* [Passage shown]
* Begin *

Wall Street Journal: Mortgage Lenders Set Back in Courts Across the Country

BY RUTH SIMON, ROBIN SIDEL AND NICK TIMIRAOS

The push by mortgage companies to accelerate the snarled foreclosure process is running into resistance from judges who are cracking down on sloppy paperwork.

In Florida, a state-court judge has begun forcing lawyers to defend fees charged to borrowers by law firms. Maryland’s state appeals court told judges that they can hire experts to scrutinize paperwork filed in foreclosure proceedings—and make lawyers swear that the documents are accurate.

Since last month, New York has threatened to use “penalties of perjury” against lawyers caught filing bad documents, even if they didn’t know about the problems when the foreclosure process began.

8 Responses

  1. I couldn’t agree with Cheryl more! If they gave a mortgage to someone for $300K @ sub-prime or high interest loan for 30 years who only made $11K, then they should be willing to modify the loan to give the same person an affordable mortgage at a fixed rate for 100 years. Banks do not like to own real estate, investors in real estate aren’t buying because they can’t flip the houses any more because those who would buy are having trouble obtaining mortgages, and for the same reason realtors aren’t having much luck moving houses that the banks have foreclosed on in most areas. The banks and their investors need to get off their high horses and recognize that receiving some money is better than receiving no money and having to pull money out of their tills to support an unoccupied property that may ultimately end up being condemned and bulldozed in the end.
    MERS cannot derive rights by signing off on a modification that it did not have under the original loan – especially, if the original loan remains in existence, nor can it derive rights it does not have under a states law. Beware> MERS being the signatory to your modification. This may become the next wave of fraudulent practices uncovered in this country if modifications begin to go into default or not. I wonder how many modifications are in fact valid??

* End *

* [Given task a] Extract every line of the entries below that contains the string "orange".

(Outline entries for images)
* Begin *

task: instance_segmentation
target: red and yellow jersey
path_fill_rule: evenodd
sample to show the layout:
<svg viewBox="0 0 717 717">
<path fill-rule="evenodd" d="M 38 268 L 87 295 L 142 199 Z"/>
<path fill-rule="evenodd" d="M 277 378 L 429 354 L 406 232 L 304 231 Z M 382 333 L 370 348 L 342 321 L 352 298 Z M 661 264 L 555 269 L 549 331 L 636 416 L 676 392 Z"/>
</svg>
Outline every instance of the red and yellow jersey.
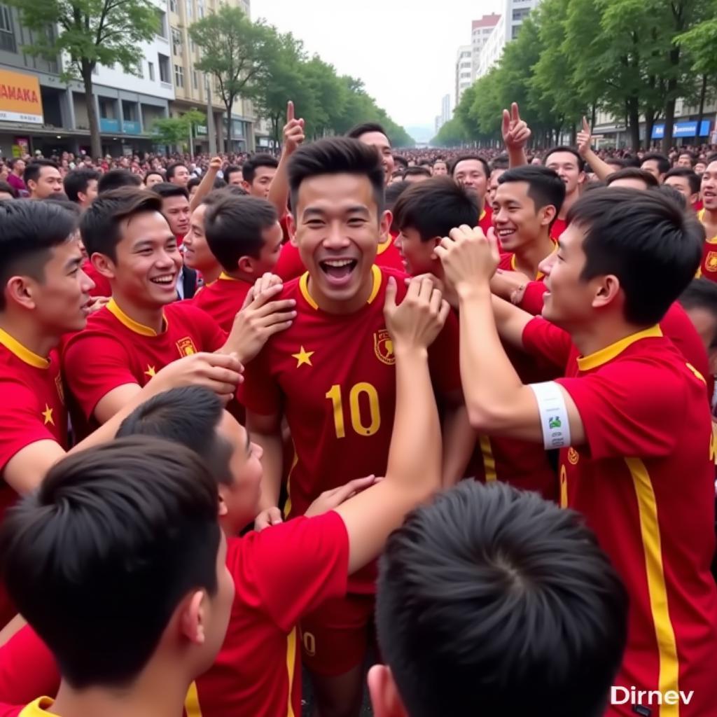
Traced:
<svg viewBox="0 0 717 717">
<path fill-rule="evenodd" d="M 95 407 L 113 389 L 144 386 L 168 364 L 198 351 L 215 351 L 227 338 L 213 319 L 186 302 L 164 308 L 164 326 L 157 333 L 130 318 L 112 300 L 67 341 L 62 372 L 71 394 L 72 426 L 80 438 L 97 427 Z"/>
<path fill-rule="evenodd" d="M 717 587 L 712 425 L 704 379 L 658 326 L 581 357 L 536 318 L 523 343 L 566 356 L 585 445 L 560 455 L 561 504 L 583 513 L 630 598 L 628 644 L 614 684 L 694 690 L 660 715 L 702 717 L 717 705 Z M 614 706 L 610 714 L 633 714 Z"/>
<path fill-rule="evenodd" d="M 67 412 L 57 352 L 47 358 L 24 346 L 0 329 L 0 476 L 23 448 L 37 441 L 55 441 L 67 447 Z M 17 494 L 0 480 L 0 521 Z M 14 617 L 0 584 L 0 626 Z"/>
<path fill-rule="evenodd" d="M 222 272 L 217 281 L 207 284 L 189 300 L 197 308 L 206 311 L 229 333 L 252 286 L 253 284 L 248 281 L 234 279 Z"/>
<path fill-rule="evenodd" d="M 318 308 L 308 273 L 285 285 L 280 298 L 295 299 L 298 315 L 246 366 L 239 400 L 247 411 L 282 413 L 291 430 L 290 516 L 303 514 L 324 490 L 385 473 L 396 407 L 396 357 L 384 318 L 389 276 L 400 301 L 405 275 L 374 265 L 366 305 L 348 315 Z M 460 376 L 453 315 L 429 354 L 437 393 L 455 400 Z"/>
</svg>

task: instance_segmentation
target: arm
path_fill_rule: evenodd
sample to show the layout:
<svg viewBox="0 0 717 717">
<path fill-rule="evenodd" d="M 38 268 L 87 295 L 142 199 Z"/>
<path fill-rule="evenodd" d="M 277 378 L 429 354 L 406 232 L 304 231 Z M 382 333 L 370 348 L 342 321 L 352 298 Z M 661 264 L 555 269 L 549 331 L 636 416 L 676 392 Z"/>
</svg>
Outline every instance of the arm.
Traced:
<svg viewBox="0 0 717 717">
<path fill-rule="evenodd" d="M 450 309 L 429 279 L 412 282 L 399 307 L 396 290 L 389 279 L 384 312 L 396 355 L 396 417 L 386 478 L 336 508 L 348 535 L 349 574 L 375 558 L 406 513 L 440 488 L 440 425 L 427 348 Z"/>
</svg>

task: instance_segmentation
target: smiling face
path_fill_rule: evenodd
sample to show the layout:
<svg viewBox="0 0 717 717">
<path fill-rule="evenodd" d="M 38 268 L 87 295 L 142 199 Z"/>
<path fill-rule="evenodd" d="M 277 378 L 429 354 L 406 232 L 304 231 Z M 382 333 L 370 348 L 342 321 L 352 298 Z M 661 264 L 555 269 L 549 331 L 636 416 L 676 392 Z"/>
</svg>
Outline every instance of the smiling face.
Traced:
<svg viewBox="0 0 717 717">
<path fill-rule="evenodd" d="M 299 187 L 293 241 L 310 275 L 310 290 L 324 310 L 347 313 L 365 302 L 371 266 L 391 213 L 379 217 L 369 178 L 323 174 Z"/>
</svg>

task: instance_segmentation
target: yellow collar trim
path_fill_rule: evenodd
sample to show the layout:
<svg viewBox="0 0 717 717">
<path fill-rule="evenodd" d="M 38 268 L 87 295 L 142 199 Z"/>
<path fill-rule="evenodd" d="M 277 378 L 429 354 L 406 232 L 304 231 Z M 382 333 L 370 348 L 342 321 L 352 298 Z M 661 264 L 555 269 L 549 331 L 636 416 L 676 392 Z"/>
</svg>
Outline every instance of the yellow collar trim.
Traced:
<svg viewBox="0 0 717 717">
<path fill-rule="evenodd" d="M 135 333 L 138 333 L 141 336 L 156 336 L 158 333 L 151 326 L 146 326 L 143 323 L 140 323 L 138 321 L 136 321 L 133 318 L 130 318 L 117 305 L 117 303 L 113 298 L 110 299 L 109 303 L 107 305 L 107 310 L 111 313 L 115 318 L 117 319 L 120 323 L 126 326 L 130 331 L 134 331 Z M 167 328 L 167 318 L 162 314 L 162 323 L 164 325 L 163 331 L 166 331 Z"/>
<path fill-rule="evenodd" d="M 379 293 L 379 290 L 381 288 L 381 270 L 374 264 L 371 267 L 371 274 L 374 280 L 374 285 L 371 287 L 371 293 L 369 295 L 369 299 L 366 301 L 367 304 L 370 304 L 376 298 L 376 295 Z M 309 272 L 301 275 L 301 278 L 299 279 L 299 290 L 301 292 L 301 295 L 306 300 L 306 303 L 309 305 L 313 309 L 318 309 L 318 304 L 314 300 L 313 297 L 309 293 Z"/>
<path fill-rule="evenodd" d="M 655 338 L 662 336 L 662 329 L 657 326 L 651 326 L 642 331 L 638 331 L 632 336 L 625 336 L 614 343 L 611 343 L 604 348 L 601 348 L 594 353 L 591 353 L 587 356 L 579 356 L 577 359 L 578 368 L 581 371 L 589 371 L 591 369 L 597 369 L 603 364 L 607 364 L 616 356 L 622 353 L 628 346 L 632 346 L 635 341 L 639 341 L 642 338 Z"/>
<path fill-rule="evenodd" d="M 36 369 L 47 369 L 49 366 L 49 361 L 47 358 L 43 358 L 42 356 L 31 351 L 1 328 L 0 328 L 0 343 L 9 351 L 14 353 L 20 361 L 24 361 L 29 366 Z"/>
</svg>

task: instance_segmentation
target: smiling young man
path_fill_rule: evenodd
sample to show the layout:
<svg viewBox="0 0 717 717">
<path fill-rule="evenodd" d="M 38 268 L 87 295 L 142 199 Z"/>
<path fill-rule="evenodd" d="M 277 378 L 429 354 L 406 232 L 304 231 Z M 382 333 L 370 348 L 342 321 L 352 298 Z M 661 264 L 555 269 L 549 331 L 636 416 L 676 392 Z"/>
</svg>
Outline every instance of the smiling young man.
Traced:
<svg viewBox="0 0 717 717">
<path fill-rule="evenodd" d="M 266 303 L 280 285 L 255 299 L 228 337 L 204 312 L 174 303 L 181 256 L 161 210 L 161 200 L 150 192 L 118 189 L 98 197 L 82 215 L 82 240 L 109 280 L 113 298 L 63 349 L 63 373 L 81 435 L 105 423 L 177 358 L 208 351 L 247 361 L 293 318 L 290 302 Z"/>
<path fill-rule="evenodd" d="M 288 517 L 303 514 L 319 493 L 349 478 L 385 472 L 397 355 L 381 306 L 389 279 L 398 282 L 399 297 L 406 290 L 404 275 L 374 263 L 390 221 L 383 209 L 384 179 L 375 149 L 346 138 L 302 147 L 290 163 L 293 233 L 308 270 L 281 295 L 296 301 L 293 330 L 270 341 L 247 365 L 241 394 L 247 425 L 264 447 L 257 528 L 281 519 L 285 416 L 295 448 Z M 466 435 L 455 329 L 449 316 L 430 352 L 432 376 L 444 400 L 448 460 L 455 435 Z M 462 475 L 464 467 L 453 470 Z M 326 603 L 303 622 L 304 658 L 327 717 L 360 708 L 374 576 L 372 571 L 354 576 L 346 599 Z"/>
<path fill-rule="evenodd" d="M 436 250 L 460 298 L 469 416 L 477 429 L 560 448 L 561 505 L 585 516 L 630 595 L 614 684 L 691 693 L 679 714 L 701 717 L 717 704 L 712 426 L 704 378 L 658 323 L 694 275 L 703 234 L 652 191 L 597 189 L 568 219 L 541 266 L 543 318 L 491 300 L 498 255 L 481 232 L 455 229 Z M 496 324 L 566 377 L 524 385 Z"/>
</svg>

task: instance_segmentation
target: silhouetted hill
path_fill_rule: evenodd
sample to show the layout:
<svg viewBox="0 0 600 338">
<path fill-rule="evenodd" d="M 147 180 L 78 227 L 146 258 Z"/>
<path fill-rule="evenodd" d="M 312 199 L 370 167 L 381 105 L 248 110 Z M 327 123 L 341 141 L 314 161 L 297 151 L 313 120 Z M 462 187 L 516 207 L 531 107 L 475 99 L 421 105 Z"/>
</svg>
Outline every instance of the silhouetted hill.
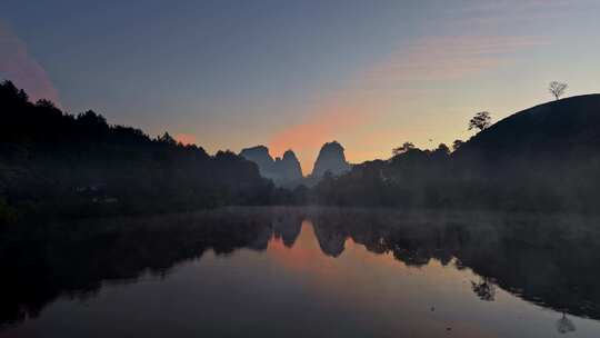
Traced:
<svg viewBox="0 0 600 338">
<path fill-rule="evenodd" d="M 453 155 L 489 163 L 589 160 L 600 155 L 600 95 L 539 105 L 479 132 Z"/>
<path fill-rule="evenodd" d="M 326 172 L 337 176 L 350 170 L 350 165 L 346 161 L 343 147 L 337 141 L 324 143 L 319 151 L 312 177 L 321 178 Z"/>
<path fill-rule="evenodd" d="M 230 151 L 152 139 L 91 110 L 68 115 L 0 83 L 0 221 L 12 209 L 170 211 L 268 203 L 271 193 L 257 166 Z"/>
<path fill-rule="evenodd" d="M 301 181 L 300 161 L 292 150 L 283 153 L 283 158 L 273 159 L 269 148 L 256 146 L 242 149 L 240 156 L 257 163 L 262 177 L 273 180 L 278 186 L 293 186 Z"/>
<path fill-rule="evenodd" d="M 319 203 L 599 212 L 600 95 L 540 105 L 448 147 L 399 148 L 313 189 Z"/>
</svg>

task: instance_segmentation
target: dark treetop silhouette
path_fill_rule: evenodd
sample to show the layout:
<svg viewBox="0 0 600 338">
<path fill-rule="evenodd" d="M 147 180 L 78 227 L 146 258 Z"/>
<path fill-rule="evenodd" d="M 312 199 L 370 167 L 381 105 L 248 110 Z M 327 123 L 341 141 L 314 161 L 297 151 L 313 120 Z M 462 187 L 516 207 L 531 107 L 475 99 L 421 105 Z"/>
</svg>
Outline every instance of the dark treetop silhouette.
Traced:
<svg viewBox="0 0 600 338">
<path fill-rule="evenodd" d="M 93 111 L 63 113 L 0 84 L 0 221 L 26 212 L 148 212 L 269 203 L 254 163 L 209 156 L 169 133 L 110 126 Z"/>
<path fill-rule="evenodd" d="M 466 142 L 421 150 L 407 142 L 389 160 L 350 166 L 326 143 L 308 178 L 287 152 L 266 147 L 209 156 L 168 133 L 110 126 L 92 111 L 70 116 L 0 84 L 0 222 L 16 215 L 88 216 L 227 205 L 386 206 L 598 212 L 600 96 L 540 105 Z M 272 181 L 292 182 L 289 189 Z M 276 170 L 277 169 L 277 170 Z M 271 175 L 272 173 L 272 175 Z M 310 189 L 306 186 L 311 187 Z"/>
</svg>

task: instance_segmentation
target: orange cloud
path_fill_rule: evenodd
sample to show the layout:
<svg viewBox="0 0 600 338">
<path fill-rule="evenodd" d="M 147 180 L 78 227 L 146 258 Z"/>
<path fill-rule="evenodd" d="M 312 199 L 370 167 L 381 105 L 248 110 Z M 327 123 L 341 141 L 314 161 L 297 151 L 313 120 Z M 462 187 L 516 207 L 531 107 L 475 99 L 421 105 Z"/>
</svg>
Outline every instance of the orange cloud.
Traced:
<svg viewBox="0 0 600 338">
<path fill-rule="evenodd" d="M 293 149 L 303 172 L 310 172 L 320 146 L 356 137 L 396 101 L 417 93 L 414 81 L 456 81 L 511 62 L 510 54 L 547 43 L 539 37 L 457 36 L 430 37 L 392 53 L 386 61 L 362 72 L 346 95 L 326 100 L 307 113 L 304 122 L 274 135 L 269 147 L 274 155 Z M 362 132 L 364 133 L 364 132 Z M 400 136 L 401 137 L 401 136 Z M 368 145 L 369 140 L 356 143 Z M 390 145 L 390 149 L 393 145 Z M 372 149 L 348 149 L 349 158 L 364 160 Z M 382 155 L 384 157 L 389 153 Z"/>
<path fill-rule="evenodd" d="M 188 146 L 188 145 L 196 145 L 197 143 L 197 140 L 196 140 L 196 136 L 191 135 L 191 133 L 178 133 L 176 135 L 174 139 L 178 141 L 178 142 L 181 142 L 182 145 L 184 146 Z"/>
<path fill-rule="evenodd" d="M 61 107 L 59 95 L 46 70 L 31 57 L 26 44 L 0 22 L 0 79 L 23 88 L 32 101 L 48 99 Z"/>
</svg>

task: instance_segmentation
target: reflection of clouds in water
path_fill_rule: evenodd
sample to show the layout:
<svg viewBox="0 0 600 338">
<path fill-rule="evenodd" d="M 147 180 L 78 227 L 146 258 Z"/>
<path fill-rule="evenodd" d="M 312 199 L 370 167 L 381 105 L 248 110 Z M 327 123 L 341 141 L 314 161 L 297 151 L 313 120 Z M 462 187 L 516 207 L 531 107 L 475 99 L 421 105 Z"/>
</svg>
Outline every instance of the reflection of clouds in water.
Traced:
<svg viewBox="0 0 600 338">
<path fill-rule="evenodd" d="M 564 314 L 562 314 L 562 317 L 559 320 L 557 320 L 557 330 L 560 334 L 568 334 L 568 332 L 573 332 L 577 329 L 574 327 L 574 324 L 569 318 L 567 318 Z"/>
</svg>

* End *

* [Given task b] Repeat the passage from the foreclosure page, from "In Florida, a" up to and including "foreclosure process began.".

* [Written response a]
target: orange cloud
Outline every instance of the orange cloud.

* [Written response b]
In Florida, a state-court judge has begun forcing lawyers to defend fees charged to borrowers by law firms. Maryland’s state appeals court told judges that they can hire experts to scrutinize paperwork filed in foreclosure proceedings—and make lawyers swear that the documents are accurate.

Since last month, New York has threatened to use “penalties of perjury” against lawyers caught filing bad documents, even if they didn’t know about the problems when the foreclosure process began.